Sebelum sidang dibuka, hakim mengingatkan saksi dan
orang lain yang bersangkutan dengan perkara tindak pidana
Narkotika dan Prekursor Narkotika untuk tidak melakukan
perbuatan yang dilarang sebagaimana dimaksud pada ayat
(1).
Pasal 100
Saksi, pelapor, penyidik, penuntut umum, dan hakim yang
memeriksa perkara tindak pidana Narkotika dan Prekursor
Narkotika beserta keluarganya wajib diberi perlindungan
oleh negara dari ancaman yang membahayakan diri, jiwa,
dan/atau hartanya, baik sebelum, selama maupun sesudah
proses pemeriksaan perkara.
Ketentuan lebih lanjut mengenai tata cara perlindungan
oleh negara sebagaimana dimaksud pada ayat (1) diatur
dengan Peraturan Pemerintah.
Pasal 101
Narkotika, Prekursor Narkotika, dan alat atau barang yang
digunakan di dalam tindak pidana Narkotika dan Prekursor
Narkotika atau yang menyangkut Narkotika dan Prekursor
Narkotika serta hasilnya dinyatakan dirampas untuk
negara.
Dalam hal alat atau barang yang dirampas sebagaimana
dimaksud pada ayat (1) adalah milik pihak ketiga yang
beritikad baik, pemilik dapat mengajukan keberatan
terhadap perampasan tersebut kepada pengadilan yang
bersangkutan dalam jangka waktu 14 (empat belas) hari
setelah pengumuman putusan pengadilan tingkat pertama.

- Baris yang Diberikan -
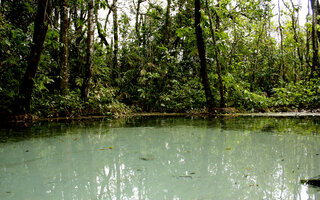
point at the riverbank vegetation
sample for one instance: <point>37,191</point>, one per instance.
<point>106,57</point>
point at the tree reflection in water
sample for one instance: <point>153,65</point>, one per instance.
<point>165,158</point>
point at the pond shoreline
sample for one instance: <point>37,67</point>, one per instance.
<point>27,120</point>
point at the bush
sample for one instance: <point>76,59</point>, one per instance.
<point>302,95</point>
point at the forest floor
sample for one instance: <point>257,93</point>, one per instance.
<point>30,119</point>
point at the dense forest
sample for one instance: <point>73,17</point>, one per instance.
<point>105,57</point>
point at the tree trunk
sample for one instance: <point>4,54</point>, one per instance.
<point>202,56</point>
<point>315,50</point>
<point>40,30</point>
<point>281,67</point>
<point>166,29</point>
<point>115,70</point>
<point>90,51</point>
<point>217,53</point>
<point>64,50</point>
<point>137,25</point>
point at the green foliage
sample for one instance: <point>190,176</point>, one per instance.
<point>240,97</point>
<point>304,94</point>
<point>159,71</point>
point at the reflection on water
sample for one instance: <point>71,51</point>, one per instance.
<point>162,158</point>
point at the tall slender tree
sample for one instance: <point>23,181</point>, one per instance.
<point>314,37</point>
<point>64,50</point>
<point>216,52</point>
<point>90,51</point>
<point>40,31</point>
<point>202,55</point>
<point>116,40</point>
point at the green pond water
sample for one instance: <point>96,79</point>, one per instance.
<point>162,158</point>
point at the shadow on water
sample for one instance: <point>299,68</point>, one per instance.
<point>161,158</point>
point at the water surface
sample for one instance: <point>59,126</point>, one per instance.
<point>162,158</point>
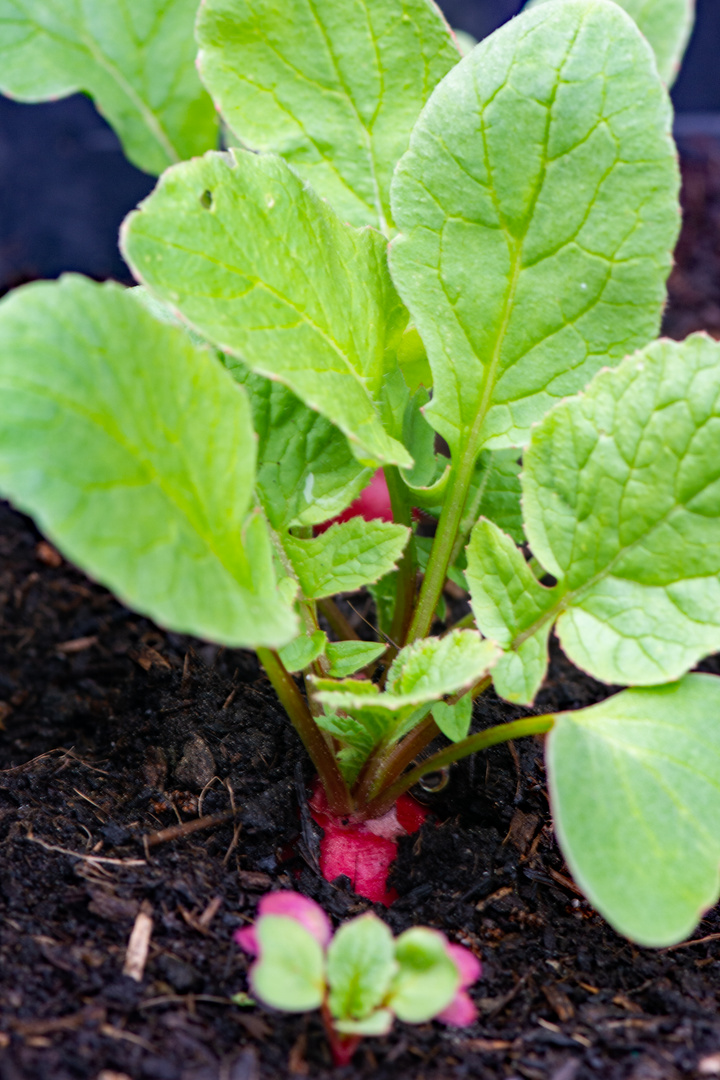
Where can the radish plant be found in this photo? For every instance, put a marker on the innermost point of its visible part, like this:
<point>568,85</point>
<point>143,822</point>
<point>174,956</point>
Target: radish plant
<point>399,244</point>
<point>361,977</point>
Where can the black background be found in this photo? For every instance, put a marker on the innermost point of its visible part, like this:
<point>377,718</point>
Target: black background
<point>65,185</point>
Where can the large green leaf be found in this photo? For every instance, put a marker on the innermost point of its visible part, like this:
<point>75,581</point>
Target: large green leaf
<point>513,608</point>
<point>134,451</point>
<point>334,85</point>
<point>666,24</point>
<point>361,962</point>
<point>306,470</point>
<point>635,787</point>
<point>538,204</point>
<point>622,502</point>
<point>347,556</point>
<point>265,269</point>
<point>135,57</point>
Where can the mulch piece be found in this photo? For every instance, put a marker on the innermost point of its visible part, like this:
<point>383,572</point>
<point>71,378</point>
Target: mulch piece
<point>149,796</point>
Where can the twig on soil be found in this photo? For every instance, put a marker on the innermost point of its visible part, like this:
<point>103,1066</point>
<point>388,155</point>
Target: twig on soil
<point>695,941</point>
<point>492,1007</point>
<point>203,794</point>
<point>116,1033</point>
<point>77,645</point>
<point>168,999</point>
<point>178,832</point>
<point>236,828</point>
<point>80,854</point>
<point>136,956</point>
<point>53,1024</point>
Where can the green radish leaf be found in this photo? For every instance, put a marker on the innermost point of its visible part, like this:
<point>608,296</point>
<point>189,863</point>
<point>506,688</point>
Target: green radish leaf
<point>347,556</point>
<point>666,24</point>
<point>334,85</point>
<point>349,657</point>
<point>413,363</point>
<point>361,963</point>
<point>423,548</point>
<point>636,800</point>
<point>422,672</point>
<point>622,500</point>
<point>454,720</point>
<point>134,57</point>
<point>378,1023</point>
<point>290,971</point>
<point>303,650</point>
<point>513,608</point>
<point>111,429</point>
<point>426,980</point>
<point>496,493</point>
<point>538,205</point>
<point>263,269</point>
<point>307,472</point>
<point>358,736</point>
<point>384,593</point>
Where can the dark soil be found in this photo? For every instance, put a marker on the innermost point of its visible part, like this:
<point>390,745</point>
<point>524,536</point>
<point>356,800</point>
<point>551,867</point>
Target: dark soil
<point>116,731</point>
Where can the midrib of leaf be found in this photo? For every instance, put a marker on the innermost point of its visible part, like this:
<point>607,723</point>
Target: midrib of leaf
<point>150,120</point>
<point>302,315</point>
<point>366,131</point>
<point>148,116</point>
<point>516,244</point>
<point>206,535</point>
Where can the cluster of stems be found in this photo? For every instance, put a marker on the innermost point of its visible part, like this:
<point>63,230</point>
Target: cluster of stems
<point>390,770</point>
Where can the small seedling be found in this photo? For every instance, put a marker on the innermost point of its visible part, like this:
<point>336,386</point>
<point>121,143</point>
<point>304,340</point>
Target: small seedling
<point>420,245</point>
<point>361,977</point>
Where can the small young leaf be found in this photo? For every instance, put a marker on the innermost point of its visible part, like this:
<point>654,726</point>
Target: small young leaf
<point>512,607</point>
<point>358,736</point>
<point>434,666</point>
<point>349,657</point>
<point>426,981</point>
<point>622,499</point>
<point>454,720</point>
<point>300,653</point>
<point>361,963</point>
<point>307,472</point>
<point>666,24</point>
<point>347,556</point>
<point>635,795</point>
<point>111,429</point>
<point>422,672</point>
<point>538,205</point>
<point>135,57</point>
<point>266,270</point>
<point>333,85</point>
<point>290,972</point>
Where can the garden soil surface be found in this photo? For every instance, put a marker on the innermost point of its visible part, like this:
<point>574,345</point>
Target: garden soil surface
<point>152,782</point>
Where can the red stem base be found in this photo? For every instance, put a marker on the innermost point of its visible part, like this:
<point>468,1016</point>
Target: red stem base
<point>364,851</point>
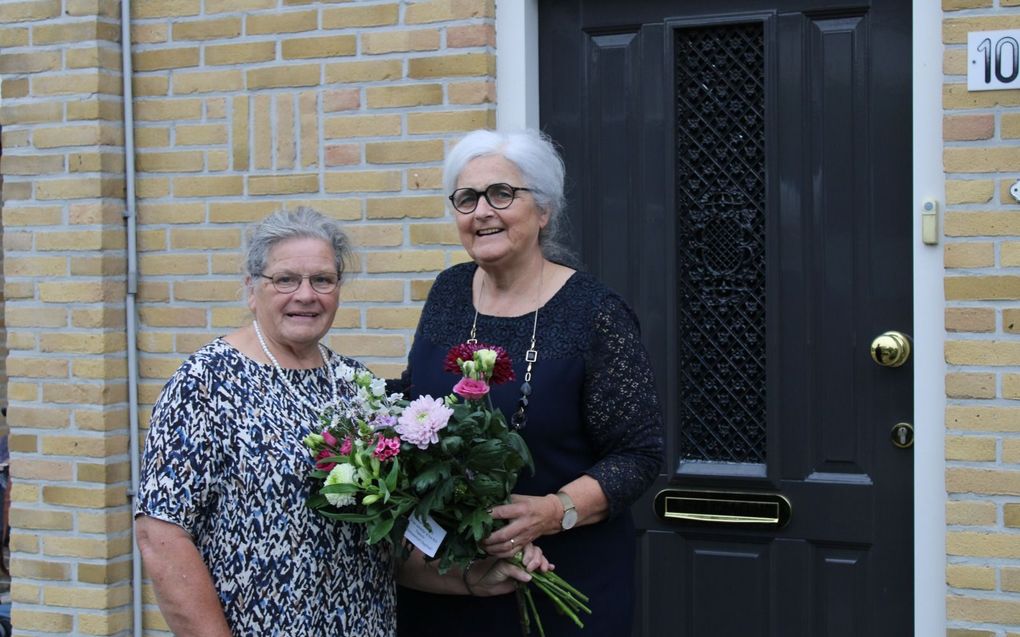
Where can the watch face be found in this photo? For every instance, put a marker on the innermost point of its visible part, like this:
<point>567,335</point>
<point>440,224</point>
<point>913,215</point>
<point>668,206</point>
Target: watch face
<point>569,518</point>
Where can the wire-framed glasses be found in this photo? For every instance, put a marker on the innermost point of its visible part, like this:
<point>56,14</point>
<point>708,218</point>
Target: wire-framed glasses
<point>499,196</point>
<point>286,282</point>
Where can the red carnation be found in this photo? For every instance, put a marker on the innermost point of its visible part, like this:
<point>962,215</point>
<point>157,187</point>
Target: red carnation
<point>502,370</point>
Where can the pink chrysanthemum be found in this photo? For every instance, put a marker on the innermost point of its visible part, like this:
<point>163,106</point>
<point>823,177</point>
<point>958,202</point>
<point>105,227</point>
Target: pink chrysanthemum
<point>387,447</point>
<point>421,421</point>
<point>502,370</point>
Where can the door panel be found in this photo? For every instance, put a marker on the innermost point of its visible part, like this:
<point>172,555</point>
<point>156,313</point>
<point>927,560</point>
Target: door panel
<point>740,171</point>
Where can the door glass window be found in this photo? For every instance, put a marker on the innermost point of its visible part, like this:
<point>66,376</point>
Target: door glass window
<point>720,200</point>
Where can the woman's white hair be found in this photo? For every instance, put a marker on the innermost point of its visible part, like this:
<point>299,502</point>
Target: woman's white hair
<point>541,166</point>
<point>302,222</point>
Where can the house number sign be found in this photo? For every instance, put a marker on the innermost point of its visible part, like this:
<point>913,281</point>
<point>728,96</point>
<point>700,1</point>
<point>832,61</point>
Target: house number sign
<point>993,60</point>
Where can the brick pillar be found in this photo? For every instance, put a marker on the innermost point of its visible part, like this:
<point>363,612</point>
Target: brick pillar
<point>64,262</point>
<point>982,344</point>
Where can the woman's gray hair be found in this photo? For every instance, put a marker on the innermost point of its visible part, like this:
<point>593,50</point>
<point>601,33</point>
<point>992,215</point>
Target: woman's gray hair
<point>301,222</point>
<point>541,166</point>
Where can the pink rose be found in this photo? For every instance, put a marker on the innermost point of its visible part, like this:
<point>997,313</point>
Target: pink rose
<point>322,465</point>
<point>387,447</point>
<point>471,389</point>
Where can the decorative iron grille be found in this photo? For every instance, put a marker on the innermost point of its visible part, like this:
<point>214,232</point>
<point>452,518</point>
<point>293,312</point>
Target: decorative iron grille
<point>720,199</point>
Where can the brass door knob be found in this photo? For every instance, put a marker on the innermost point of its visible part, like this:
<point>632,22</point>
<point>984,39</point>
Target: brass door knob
<point>890,349</point>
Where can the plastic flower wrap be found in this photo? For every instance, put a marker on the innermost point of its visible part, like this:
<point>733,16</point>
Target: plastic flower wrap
<point>446,462</point>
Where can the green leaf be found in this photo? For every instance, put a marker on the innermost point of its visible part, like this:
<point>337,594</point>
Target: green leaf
<point>486,455</point>
<point>452,444</point>
<point>379,530</point>
<point>488,487</point>
<point>427,478</point>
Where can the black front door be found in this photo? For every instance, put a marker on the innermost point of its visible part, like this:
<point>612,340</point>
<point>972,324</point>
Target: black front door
<point>741,171</point>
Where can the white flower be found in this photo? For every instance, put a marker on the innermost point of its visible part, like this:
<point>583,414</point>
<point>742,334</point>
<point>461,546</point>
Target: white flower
<point>342,474</point>
<point>421,421</point>
<point>346,373</point>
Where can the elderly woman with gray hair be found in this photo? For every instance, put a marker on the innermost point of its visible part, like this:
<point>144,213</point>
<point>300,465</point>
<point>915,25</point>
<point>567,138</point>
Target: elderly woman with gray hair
<point>222,526</point>
<point>584,399</point>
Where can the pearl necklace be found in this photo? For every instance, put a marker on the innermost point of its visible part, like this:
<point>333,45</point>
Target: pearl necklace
<point>316,409</point>
<point>519,418</point>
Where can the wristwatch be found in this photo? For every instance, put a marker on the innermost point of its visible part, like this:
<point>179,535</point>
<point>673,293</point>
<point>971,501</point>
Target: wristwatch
<point>569,513</point>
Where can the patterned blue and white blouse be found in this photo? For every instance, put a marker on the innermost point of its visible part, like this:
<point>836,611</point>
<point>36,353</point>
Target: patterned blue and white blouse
<point>224,461</point>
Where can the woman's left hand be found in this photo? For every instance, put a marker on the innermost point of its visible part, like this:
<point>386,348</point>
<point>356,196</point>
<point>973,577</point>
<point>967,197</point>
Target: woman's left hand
<point>530,517</point>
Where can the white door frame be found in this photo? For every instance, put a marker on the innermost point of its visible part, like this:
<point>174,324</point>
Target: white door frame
<point>517,106</point>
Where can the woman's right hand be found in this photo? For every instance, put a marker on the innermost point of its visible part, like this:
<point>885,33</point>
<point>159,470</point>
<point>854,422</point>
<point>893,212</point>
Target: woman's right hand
<point>499,577</point>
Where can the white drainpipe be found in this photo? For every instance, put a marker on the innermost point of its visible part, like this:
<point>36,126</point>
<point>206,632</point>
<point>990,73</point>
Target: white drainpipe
<point>131,217</point>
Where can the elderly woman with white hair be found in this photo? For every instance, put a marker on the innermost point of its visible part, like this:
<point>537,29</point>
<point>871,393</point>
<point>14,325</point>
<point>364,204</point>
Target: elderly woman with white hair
<point>222,526</point>
<point>584,399</point>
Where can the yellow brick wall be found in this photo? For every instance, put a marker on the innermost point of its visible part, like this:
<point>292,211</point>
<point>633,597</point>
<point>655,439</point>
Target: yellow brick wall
<point>981,251</point>
<point>242,107</point>
<point>64,312</point>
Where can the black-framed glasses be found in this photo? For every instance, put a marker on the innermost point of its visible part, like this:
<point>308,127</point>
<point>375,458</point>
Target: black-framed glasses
<point>286,282</point>
<point>499,196</point>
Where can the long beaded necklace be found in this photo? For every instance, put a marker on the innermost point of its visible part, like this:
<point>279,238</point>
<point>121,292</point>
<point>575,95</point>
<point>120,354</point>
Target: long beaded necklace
<point>519,418</point>
<point>315,409</point>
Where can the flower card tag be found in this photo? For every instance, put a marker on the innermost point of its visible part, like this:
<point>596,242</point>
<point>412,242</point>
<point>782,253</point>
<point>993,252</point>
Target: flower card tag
<point>426,541</point>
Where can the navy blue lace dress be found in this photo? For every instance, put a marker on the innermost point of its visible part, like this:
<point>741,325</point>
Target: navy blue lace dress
<point>593,411</point>
<point>224,461</point>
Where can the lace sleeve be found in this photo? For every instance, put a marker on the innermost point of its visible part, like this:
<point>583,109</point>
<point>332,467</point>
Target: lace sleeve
<point>621,408</point>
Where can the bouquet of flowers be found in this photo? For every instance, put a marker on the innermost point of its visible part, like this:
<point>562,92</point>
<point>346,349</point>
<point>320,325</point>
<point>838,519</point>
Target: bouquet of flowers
<point>429,470</point>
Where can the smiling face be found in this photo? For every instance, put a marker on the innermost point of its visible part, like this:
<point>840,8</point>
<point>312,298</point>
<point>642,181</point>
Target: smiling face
<point>499,237</point>
<point>295,321</point>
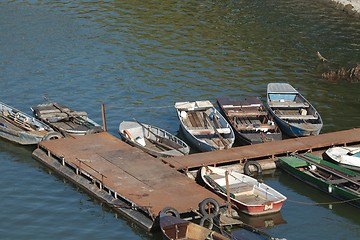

- Soal Latihan A -
Menurut teks terpilih, berapa lama batas waktu bagi pemilik pihak ketiga yang beritikad baik untuk mengajukan keberatan atas perampasan alat atau barang?
- Soal Latihan B -
Tuliskan bagian teks terpilih yang dimulai dari "Sebelum sidang dibuka, hakim" dan berakhir pada "proses pemeriksaan perkara.", tanpa mengubah satu kata pun.

- Jawaban Benar A -
14 (empat belas) hari setelah pengumuman putusan pengadilan tingkat pertama.

- Jawaban Benar B -
Sebelum sidang dibuka, hakim mengingatkan saksi dan
orang lain yang bersangkutan dengan perkara tindak pidana
Narkotika dan Prekursor Narkotika untuk tidak melakukan
perbuatan yang dilarang sebagaimana dimaksud pada ayat
(1).
Pasal 100
Saksi, pelapor, penyidik, penuntut umum, dan hakim yang
memeriksa perkara tindak pidana Narkotika dan Prekursor
Narkotika beserta keluarganya wajib diberi perlindungan
oleh negara dari ancaman yang membahayakan diri, jiwa,
dan/atau hartanya, baik sebelum, selama maupun sesudah
proses pemeriksaan perkara.